**WRITTEN PROBLEM**
Print the listing below line for line, without changing anything. Leave the pictures out of your output.
>> BEGIN INFORMATION GIVEN
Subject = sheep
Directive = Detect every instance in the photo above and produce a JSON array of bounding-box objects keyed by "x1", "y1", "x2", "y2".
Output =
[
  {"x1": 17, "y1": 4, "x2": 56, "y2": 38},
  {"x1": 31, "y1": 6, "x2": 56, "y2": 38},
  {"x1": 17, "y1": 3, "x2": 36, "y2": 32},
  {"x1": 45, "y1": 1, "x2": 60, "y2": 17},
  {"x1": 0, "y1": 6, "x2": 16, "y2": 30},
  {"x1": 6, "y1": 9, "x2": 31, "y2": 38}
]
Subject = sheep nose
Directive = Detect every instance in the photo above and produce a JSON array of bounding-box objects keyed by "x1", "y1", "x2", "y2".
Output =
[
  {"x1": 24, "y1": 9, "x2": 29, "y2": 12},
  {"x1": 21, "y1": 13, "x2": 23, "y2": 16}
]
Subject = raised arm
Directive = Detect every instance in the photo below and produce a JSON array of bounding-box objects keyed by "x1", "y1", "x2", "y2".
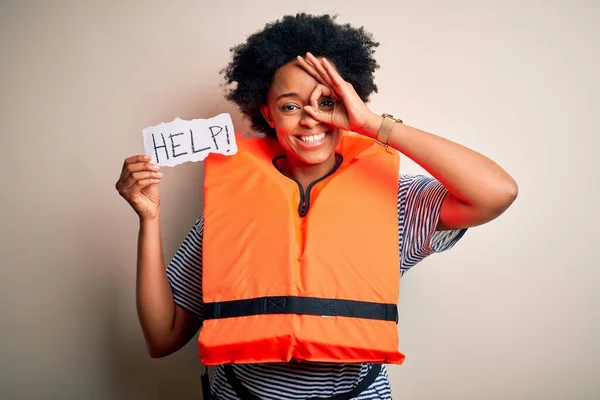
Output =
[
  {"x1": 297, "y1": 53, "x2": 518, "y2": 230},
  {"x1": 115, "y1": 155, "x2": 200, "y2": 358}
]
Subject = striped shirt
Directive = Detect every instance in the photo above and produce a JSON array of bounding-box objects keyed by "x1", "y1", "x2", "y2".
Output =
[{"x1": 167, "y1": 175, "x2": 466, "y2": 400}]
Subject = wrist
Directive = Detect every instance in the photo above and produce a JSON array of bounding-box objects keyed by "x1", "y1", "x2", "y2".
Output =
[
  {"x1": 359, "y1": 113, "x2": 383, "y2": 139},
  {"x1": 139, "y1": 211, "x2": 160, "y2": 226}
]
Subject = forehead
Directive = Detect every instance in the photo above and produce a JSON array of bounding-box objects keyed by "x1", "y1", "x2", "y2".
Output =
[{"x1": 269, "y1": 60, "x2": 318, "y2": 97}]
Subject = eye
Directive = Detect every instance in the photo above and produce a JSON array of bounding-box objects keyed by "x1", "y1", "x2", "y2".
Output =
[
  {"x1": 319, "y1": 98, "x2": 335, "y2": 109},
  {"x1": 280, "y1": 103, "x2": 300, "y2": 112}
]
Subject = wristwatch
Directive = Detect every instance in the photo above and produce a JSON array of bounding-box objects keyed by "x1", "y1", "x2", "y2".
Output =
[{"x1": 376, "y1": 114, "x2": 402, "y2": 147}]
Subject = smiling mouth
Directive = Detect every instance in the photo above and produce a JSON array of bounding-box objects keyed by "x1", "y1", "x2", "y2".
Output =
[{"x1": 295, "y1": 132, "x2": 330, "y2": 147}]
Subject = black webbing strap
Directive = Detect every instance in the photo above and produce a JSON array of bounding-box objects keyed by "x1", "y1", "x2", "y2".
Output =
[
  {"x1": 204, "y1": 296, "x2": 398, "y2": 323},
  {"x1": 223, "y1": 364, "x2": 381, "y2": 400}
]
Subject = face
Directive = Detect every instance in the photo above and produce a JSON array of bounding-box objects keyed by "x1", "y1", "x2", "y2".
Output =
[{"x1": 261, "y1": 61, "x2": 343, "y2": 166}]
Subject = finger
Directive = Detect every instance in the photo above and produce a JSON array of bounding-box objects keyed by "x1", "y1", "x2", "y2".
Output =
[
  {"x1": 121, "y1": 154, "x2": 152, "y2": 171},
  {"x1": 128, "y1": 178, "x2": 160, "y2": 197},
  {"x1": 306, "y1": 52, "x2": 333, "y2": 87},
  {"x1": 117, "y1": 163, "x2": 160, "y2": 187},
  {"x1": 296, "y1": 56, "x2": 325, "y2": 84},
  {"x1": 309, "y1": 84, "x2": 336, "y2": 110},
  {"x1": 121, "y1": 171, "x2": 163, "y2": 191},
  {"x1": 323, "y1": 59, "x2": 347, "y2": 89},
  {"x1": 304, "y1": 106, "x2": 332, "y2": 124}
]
>> END INFORMATION GIVEN
**FULL SOLUTION**
Subject = sheep
Directive = Detect every instance in the photo above and produce a JSON array of bounding-box objects keyed by "x1", "y1", "x2", "y2".
Output =
[
  {"x1": 17, "y1": 4, "x2": 56, "y2": 38},
  {"x1": 31, "y1": 6, "x2": 56, "y2": 38},
  {"x1": 17, "y1": 3, "x2": 36, "y2": 32},
  {"x1": 45, "y1": 1, "x2": 60, "y2": 17},
  {"x1": 0, "y1": 6, "x2": 16, "y2": 30},
  {"x1": 6, "y1": 9, "x2": 31, "y2": 38}
]
Subject = sheep nose
Directive = Detect every instance in the photo above and produce a JSON array of bounding-box objects keyed by "x1", "y1", "x2", "y2".
Output =
[
  {"x1": 24, "y1": 9, "x2": 29, "y2": 12},
  {"x1": 21, "y1": 13, "x2": 23, "y2": 16}
]
Subject = raised arm
Directive = Detect every instance in the photo below and produce a JSON array of bounding-box objects keyed by "x1", "y1", "x2", "y2".
Output =
[
  {"x1": 297, "y1": 53, "x2": 518, "y2": 230},
  {"x1": 115, "y1": 155, "x2": 200, "y2": 358}
]
Subject = striped shirt
Directive = Detect every instance in the photo above and produce a JSON array of bounding-box objects keyed by "x1", "y1", "x2", "y2".
Output =
[{"x1": 167, "y1": 175, "x2": 466, "y2": 400}]
Subject = wrist
Directive = Detect every instance in the photo above and produce a JSON array of bounding-box objects keyed by "x1", "y1", "x2", "y2".
Output =
[
  {"x1": 359, "y1": 113, "x2": 383, "y2": 139},
  {"x1": 139, "y1": 211, "x2": 160, "y2": 226}
]
Subject = forehead
Directive = Detect every instance in the photo above and produce a JSON array of bounding-box objects keyed by "x1", "y1", "x2", "y2".
Output =
[{"x1": 269, "y1": 60, "x2": 318, "y2": 97}]
Subject = eye
Directive = Detect every instance in the photo above and produce a JSON array of bounding-box objects keyed by "x1", "y1", "x2", "y2".
Output =
[
  {"x1": 319, "y1": 98, "x2": 335, "y2": 109},
  {"x1": 280, "y1": 103, "x2": 300, "y2": 112}
]
Subject = wristwatch
Directive = Detect every instance in the photo above and produce a JSON array of bounding-box objects keyed by "x1", "y1", "x2", "y2".
Output =
[{"x1": 376, "y1": 114, "x2": 402, "y2": 147}]
Subject = smiling mouth
Directive = Detect every instance in the photo above and produce a JSON array of bounding-box objects keyed by "x1", "y1", "x2", "y2".
Output =
[{"x1": 295, "y1": 132, "x2": 330, "y2": 147}]
Subject = black webbing strap
Directive = Detect every instance in the photo above and produce a JSON array of bounding-box objects keyed by "x1", "y1", "x2", "y2".
Output =
[
  {"x1": 204, "y1": 296, "x2": 398, "y2": 323},
  {"x1": 223, "y1": 364, "x2": 381, "y2": 400}
]
Subject = face
Directive = Detect every instance in the photo above and produce a JSON array of bounding-box objects keyed by "x1", "y1", "x2", "y2".
Output =
[{"x1": 261, "y1": 61, "x2": 343, "y2": 166}]
Subject = finger
Directive = Detect every instance in the photo above and produce a JSON array of bounding-box objects keyed by "x1", "y1", "x2", "y2".
Output =
[
  {"x1": 121, "y1": 154, "x2": 152, "y2": 171},
  {"x1": 128, "y1": 178, "x2": 160, "y2": 197},
  {"x1": 306, "y1": 52, "x2": 333, "y2": 87},
  {"x1": 117, "y1": 163, "x2": 160, "y2": 187},
  {"x1": 296, "y1": 56, "x2": 325, "y2": 84},
  {"x1": 309, "y1": 84, "x2": 336, "y2": 110},
  {"x1": 121, "y1": 171, "x2": 163, "y2": 191},
  {"x1": 323, "y1": 59, "x2": 347, "y2": 89},
  {"x1": 304, "y1": 106, "x2": 332, "y2": 124}
]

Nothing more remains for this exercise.